» TO BE DONE:
A – From the passage below on Shakspeare's sonnets, set down word for word the part starting at "to the same" and ending at "some personal application.".
B – Answer these questions using the passage below on Shakspeare's sonnets:
(i) Whose theory does the passage call one of the least harmful of those that reject the natural meaning of the sonnets?
(ii) What objection does the passage say that theory is open to?
(iii) What does the external evidence appear conclusive about, regarding Shakspeare's sonnets?
C – According to the passage below on Shakspeare's sonnets, why does Simpson's theory hold that the sonnets are not to be read as accidental? Answer in one to three sentences.

» TEXT PASSAGE:
****
One of the least irrational and certainly one of the least harmful of the many theories which have been started by those who repudiate the simple and natural significance of Shakspeare's sonnets, is that of the late Richard Simpson, who argues that, together with the principal Elizabethan sonnet-systems, they were written in conformity with the lovephilosophy of the schools, and that therefore they are not to be understood as in any sense accidental,' but as being written altogether passionlessly, in a scala amoris which demanded that all the joys and all the sorrows of love should find systematical expression. This theory is akin to that which goes to prove that the early Italian poets often used love as a metaphor where politics and scepticism were covertly involved,—and it is open

to the same objection, that of robbing the poetry in question of the beauty that attaches to it from its appearance of sincerity. The known facts, however, of the amours of certain of the Elizabethan poets, seem to give colour to the rumour current amongst subsequent critics, that the agonies of unrequited affection often existed only in verse. In the case of Shakspeare's sonnets, on the other hand, the internal evidence of reality is not merely more forcible than elsewhere among the sonnets of his contemporaries, but the external evidence appears conclusive as to their having some personal application.
****
» DATASET EXCERPT:
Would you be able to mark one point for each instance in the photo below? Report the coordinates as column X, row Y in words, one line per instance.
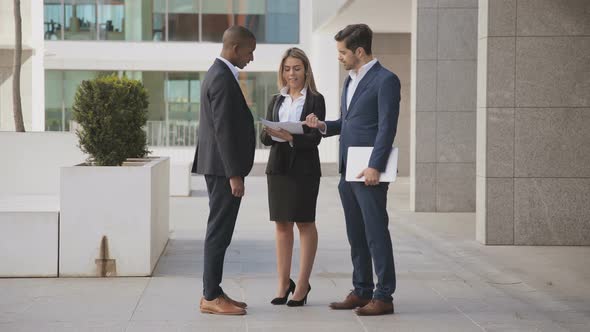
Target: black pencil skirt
column 292, row 198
****
» SOLUTIONS FOR EACH TASK:
A –
to the same objection, that of robbing the poetry in question of the beauty that attaches to it from its appearance of sincerity. The known facts, however, of the amours of certain of the Elizabethan poets, seem to give colour to the rumour current amongst subsequent critics, that the agonies of unrequited affection often existed only in verse. In the case of Shakspeare's sonnets, on the other hand, the internal evidence of reality is not merely more forcible than elsewhere among the sonnets of his contemporaries, but the external evidence appears conclusive as to their having some personal application.

B –
(i) The late Richard Simpson's.
(ii) It robs the poetry of the beauty that comes from its appearance of sincerity.
(iii) That the sonnets have some personal application.

C – Simpson argues that the sonnets were written in conformity with the love-philosophy of the schools. They would therefore have been written without passion, within a scala amoris that demanded systematic expression of all the joys and sorrows of love.